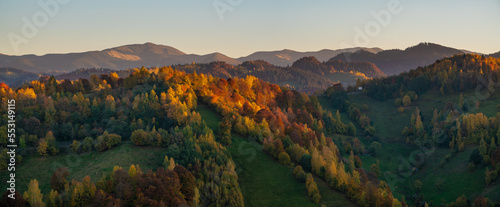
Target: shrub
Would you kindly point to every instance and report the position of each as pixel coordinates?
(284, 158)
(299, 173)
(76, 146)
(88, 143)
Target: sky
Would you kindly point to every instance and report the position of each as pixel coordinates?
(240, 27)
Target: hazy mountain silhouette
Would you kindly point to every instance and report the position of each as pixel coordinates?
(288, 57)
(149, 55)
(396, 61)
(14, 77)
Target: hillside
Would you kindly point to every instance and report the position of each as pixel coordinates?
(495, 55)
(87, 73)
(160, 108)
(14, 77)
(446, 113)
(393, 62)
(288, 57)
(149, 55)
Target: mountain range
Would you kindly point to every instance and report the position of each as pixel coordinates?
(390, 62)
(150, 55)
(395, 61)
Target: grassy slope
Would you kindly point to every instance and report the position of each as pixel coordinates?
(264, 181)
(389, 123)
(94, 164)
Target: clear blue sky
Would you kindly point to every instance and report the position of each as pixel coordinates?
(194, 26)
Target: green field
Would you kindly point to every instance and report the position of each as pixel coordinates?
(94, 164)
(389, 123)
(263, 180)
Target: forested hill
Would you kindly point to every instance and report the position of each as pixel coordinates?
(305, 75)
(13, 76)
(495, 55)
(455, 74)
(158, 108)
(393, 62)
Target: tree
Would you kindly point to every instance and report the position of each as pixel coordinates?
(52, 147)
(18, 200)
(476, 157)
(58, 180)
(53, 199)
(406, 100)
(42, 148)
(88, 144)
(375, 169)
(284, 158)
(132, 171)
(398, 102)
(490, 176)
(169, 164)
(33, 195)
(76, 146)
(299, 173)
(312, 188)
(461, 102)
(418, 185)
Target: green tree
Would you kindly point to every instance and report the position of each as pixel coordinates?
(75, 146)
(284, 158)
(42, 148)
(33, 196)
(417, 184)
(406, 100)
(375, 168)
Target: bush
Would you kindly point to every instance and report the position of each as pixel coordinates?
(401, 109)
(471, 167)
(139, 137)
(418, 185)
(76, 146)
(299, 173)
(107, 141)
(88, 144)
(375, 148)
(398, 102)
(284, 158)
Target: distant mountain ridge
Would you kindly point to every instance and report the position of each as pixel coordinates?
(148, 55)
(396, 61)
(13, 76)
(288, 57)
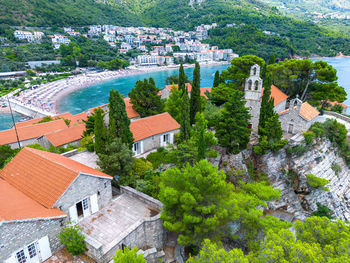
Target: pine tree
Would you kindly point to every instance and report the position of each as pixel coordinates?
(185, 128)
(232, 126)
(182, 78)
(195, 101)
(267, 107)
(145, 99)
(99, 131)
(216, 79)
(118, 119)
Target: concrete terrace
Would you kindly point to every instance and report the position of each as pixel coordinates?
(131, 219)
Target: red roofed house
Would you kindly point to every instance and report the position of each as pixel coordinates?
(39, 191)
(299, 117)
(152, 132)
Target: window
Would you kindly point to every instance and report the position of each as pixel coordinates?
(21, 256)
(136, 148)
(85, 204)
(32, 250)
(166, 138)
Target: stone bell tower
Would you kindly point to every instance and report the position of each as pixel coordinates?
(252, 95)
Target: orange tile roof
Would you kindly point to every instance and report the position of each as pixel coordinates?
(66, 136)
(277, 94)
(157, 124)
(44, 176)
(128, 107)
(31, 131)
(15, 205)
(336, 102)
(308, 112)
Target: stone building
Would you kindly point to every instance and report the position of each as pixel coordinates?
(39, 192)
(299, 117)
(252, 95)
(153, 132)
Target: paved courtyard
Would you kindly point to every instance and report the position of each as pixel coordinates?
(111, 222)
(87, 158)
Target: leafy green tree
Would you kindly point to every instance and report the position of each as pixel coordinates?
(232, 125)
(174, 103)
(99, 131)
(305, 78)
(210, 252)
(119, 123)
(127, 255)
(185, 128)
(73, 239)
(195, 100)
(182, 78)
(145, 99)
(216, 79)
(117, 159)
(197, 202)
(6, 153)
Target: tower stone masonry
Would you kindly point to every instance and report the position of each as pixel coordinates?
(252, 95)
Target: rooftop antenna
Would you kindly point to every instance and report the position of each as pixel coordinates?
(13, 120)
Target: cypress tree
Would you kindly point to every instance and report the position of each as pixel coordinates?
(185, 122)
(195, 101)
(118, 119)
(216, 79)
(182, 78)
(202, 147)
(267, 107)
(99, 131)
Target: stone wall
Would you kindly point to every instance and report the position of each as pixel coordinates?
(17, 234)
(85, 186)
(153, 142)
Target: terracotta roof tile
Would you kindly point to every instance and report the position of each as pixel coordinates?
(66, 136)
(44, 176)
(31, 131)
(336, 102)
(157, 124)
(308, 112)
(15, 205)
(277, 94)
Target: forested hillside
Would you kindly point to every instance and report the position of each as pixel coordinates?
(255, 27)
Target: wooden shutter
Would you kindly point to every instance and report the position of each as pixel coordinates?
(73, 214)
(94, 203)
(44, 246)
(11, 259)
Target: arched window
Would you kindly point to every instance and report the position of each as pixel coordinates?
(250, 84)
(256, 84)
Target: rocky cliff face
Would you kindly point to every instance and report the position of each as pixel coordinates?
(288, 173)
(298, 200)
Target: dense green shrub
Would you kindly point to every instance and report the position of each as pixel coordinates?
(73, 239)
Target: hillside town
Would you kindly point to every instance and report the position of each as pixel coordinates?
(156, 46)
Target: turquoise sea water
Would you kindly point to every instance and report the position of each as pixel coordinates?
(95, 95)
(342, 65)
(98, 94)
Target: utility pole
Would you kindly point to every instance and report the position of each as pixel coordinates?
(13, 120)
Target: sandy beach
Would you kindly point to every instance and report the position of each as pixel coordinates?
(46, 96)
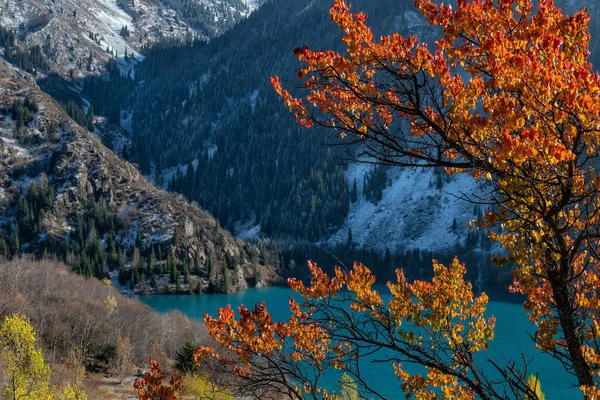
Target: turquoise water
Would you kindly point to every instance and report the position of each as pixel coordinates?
● ● ● ● ● ● ●
_EXERCISE DESCRIPTION_
Quote exactly, and only, the lines from the one containing "Target: wooden shutter" through the last line of the records above, both included; leave out any pictures.

_FINAL RESULT_
Target: wooden shutter
Would you kindly point to every instance and report the position of each as pixel coordinates?
(73, 214)
(94, 203)
(44, 246)
(11, 259)
Target: arched window
Would you kindly point to every instance and report the position of each as pixel coordinates?
(250, 84)
(256, 84)
Target: rocky cliff face
Would you kindly point to every instance and report the position of each as pixel coordinates?
(288, 173)
(298, 200)
Target: dense green shrub
Would you kindly point to every instance and report the position of each as pixel coordinates?
(73, 239)
Target: hillside town
Would you kindly point to every instance and report the position of each as pixel coordinates?
(156, 46)
Target: turquoise sea water
Would you kindly point to every instance and report the position of each as pixel coordinates?
(95, 95)
(342, 65)
(98, 94)
Target: utility pole
Would you kindly point to every instance and report the position of each as pixel coordinates?
(13, 120)
Target: sandy beach
Would you kindly point to every instance and report the position of each as pixel coordinates?
(46, 96)
Target: turquoise water
Would you kindly point to every instance and report the position of each as pixel coordinates?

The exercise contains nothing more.